Goal of the exercise:
A single number is the answer here: the count of lines in the records below in which the word "face" appears.

_ _ _ _

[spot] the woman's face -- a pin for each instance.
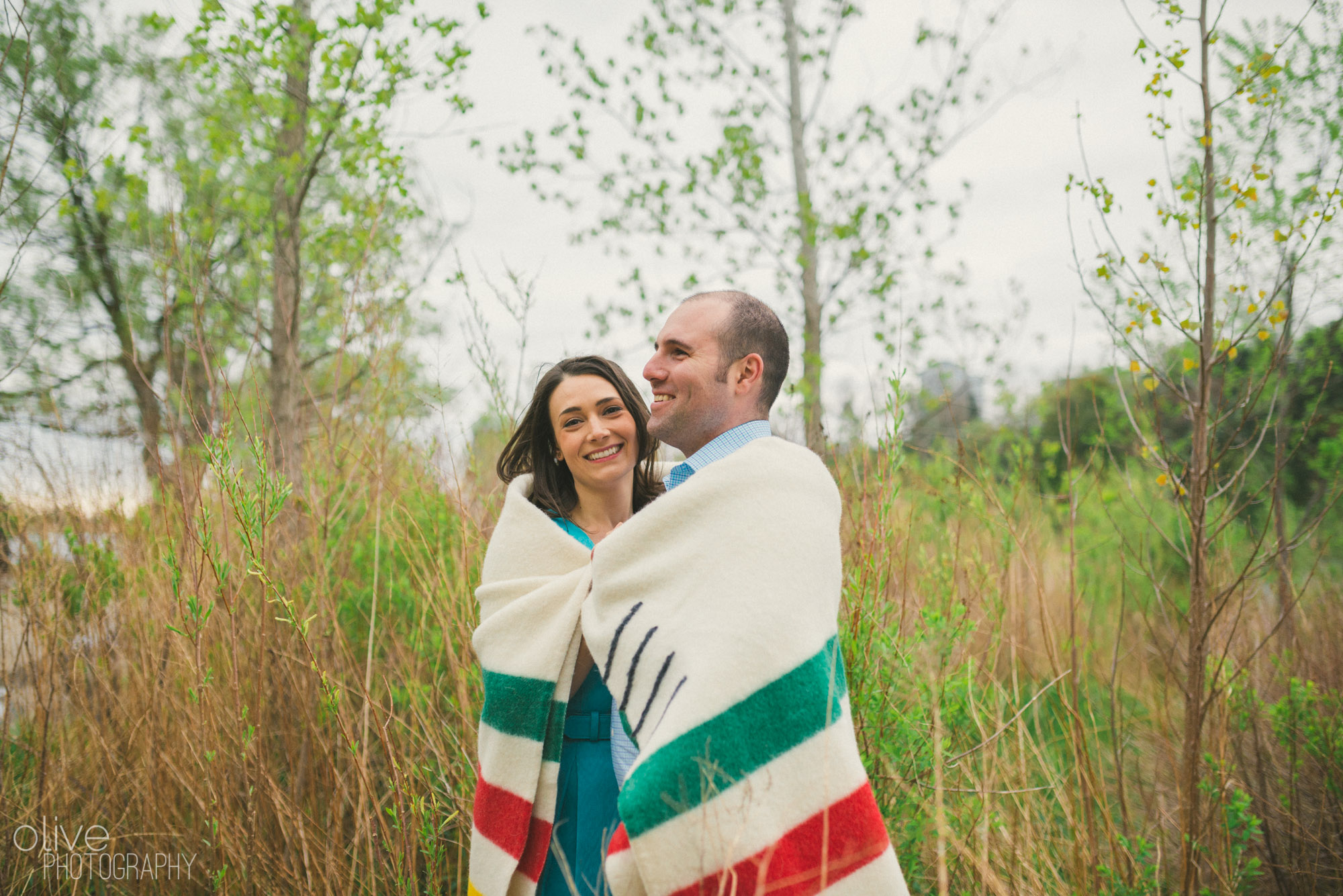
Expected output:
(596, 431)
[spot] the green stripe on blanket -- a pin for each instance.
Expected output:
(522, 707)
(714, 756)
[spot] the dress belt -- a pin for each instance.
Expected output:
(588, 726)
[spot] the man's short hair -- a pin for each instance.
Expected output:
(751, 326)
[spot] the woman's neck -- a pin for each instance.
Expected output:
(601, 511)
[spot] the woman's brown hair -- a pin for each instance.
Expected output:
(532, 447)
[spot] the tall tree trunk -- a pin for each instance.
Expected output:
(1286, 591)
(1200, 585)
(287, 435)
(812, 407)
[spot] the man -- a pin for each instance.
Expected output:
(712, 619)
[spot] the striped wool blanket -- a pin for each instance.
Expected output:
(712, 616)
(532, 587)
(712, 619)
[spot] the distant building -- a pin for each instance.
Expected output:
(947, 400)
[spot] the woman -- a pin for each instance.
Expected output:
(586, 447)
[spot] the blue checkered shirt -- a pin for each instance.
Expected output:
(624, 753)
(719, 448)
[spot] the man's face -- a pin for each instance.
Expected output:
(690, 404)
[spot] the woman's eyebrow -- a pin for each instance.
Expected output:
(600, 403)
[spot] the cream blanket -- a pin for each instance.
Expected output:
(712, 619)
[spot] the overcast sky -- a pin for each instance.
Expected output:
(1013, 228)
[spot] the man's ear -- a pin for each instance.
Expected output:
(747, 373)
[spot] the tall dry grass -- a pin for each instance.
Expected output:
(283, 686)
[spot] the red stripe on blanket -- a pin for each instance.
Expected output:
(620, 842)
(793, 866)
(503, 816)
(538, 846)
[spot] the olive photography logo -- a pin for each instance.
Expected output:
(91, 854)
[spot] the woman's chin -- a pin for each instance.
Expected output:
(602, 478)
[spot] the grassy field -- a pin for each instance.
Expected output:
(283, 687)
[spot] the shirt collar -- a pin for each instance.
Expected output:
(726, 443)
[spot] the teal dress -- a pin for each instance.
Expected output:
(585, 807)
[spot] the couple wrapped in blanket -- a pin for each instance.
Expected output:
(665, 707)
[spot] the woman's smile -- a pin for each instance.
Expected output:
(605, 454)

_ _ _ _

Your solution:
2